- Stored data:
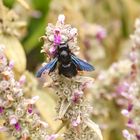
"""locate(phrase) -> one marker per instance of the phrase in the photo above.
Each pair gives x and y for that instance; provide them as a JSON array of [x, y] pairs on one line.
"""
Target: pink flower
[[61, 18], [76, 122], [76, 96], [11, 64], [3, 129], [125, 112], [17, 126], [126, 134], [1, 110], [101, 33], [22, 80], [52, 50], [57, 39], [51, 137], [13, 120]]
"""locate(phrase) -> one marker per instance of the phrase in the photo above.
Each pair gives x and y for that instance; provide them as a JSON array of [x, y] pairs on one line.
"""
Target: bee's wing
[[50, 67], [81, 65]]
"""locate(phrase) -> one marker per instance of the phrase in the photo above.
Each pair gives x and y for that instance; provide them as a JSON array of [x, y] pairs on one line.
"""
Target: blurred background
[[104, 28]]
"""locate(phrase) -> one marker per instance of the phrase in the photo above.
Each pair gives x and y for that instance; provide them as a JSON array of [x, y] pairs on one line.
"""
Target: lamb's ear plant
[[73, 108], [132, 110], [19, 118]]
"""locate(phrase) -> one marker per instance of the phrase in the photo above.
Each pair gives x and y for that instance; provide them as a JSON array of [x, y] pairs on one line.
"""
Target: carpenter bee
[[68, 63]]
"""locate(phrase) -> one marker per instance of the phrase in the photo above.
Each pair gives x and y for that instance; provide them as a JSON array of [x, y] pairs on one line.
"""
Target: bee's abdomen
[[68, 70]]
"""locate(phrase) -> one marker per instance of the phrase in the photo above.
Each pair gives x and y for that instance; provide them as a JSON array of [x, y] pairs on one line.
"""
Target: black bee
[[69, 64]]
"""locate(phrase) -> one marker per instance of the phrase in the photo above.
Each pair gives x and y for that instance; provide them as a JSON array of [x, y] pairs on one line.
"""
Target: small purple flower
[[61, 19], [101, 33], [30, 109], [76, 122], [126, 134], [52, 137], [76, 96], [11, 64], [52, 50], [138, 136], [1, 110], [22, 80], [130, 107], [57, 39], [17, 126]]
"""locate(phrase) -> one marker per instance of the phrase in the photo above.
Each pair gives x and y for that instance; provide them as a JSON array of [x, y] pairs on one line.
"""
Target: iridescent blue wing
[[50, 67], [81, 65]]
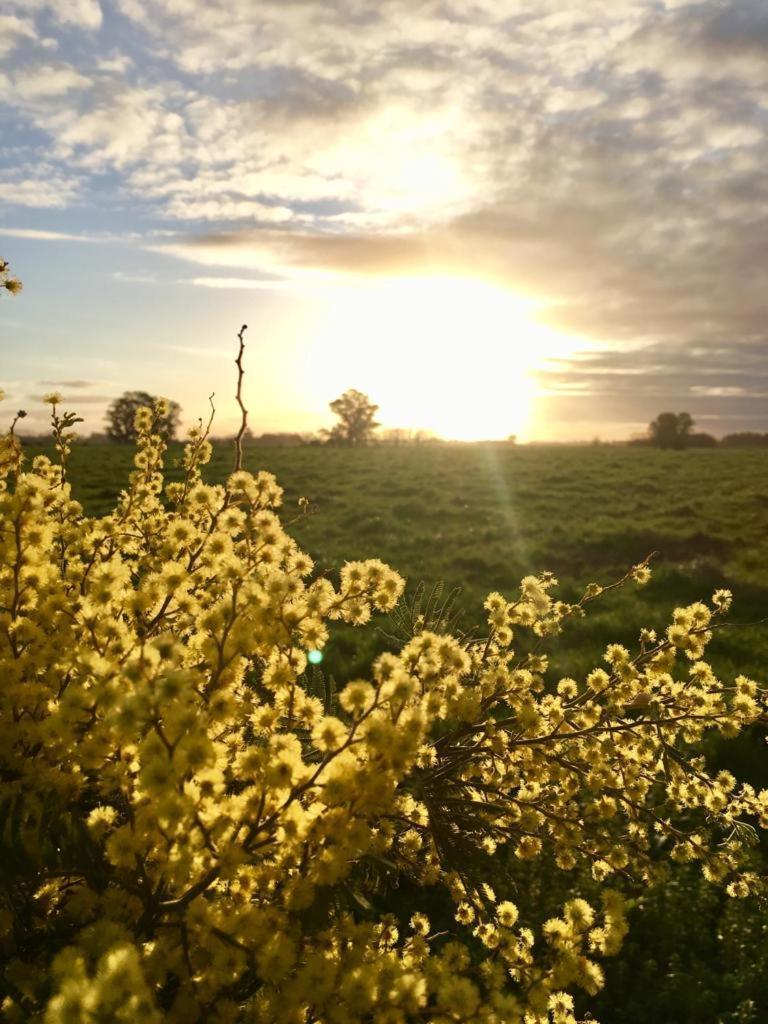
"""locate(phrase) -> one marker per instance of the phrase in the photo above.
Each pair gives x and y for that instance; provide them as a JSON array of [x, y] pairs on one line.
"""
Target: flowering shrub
[[194, 827]]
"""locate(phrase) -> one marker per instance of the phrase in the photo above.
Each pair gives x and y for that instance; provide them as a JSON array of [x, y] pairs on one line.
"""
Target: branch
[[239, 396]]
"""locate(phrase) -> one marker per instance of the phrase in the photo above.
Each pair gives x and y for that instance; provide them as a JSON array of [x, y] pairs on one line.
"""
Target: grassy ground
[[479, 517]]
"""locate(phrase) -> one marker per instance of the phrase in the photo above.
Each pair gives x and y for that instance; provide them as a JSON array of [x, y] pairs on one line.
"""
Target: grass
[[479, 517]]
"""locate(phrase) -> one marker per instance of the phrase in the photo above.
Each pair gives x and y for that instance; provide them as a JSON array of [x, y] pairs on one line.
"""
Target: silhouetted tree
[[122, 412], [671, 430], [8, 284], [356, 423]]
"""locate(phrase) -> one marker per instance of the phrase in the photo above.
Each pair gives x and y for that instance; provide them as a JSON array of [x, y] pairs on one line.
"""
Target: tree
[[671, 430], [122, 414], [356, 423], [190, 833], [7, 283]]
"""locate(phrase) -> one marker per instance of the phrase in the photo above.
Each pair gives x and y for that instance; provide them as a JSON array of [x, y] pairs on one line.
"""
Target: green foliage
[[356, 423], [122, 414], [671, 430]]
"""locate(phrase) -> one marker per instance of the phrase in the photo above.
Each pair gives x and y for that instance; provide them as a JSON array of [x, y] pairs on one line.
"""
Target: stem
[[239, 396]]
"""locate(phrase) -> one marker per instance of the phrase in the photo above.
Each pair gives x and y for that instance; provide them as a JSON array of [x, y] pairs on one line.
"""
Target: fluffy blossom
[[200, 829]]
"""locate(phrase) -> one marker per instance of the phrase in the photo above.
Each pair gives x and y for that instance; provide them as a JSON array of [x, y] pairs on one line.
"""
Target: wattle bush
[[196, 827]]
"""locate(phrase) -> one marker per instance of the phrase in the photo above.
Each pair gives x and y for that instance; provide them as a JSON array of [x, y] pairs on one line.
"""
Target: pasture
[[480, 516]]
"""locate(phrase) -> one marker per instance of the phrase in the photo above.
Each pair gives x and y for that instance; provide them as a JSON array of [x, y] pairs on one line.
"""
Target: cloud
[[77, 13], [37, 235], [48, 81], [607, 159], [43, 186]]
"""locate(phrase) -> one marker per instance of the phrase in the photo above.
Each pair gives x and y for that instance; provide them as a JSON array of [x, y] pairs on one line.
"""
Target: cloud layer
[[607, 159]]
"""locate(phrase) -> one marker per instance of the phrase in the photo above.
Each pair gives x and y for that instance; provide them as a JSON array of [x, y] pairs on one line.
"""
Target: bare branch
[[239, 396]]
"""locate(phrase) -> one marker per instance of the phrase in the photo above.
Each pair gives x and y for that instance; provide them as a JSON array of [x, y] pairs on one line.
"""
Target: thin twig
[[239, 396]]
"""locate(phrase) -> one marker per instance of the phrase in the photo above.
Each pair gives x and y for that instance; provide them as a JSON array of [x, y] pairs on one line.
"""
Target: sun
[[450, 355]]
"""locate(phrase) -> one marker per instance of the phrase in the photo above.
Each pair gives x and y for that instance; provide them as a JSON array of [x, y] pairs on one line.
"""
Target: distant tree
[[7, 283], [122, 413], [356, 423], [671, 430]]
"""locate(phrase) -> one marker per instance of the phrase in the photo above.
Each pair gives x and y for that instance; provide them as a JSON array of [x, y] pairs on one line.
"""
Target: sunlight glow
[[451, 355]]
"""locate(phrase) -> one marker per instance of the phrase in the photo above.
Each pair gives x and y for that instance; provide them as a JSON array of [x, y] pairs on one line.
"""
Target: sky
[[539, 217]]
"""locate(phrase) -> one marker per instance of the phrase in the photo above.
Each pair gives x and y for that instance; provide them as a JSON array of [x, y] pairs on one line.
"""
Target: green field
[[479, 517]]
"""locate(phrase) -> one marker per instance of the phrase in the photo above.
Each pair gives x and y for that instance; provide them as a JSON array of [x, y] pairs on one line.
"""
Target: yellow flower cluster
[[196, 832]]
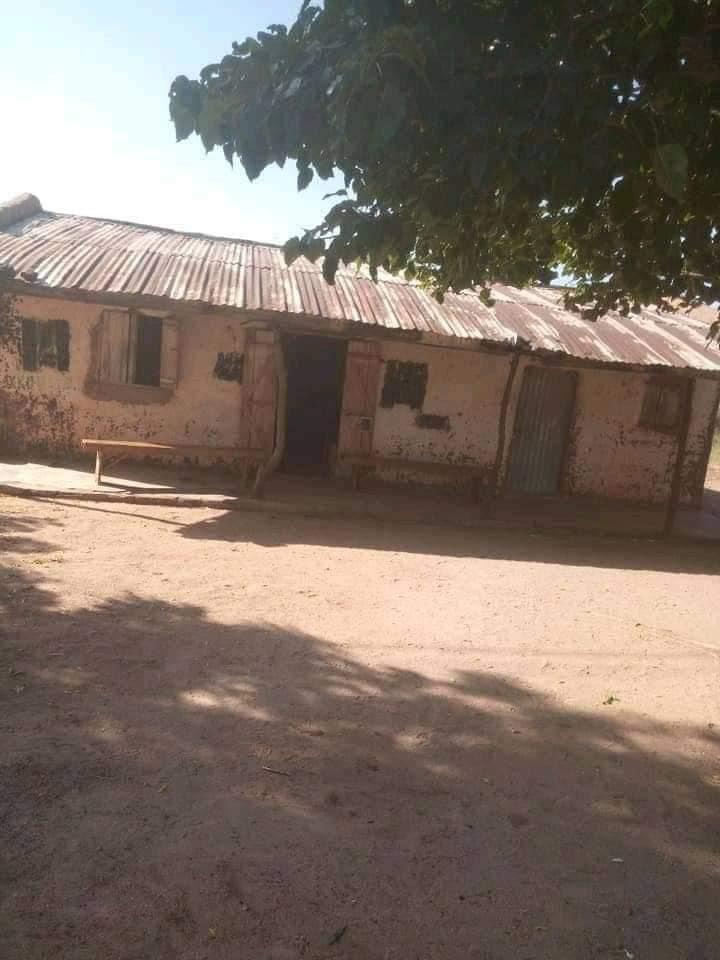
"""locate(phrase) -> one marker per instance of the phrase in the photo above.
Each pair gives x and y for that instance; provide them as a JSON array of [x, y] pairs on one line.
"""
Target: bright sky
[[85, 121]]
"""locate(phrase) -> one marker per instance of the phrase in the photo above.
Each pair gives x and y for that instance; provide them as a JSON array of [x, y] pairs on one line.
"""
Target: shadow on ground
[[178, 788], [558, 547]]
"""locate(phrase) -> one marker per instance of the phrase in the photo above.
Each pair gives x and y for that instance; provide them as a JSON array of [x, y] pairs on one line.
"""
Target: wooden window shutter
[[114, 342], [362, 375], [169, 353]]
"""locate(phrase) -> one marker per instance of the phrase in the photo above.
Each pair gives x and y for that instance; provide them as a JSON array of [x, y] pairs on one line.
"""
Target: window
[[405, 382], [138, 349], [662, 405], [45, 343]]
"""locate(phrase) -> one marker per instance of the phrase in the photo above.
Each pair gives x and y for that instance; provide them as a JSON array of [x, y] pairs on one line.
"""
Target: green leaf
[[671, 169], [390, 115]]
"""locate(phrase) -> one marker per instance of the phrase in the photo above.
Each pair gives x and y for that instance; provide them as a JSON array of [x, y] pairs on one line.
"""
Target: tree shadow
[[17, 533], [555, 547], [175, 787]]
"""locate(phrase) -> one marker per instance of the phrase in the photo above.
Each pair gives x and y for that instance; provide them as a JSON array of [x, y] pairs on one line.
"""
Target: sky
[[85, 124]]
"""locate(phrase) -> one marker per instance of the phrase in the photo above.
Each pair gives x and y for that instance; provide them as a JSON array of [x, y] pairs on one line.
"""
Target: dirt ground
[[232, 736]]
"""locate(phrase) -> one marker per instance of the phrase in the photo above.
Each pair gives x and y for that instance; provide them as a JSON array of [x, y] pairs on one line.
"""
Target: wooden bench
[[363, 465], [117, 450]]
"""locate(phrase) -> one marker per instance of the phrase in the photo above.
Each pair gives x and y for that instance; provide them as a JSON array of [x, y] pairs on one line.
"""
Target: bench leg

- Work instructions:
How many lines in the records contain the string "wooden", counting only matches with the same capitalization? Reply with the number alone.

- Response to the task:
2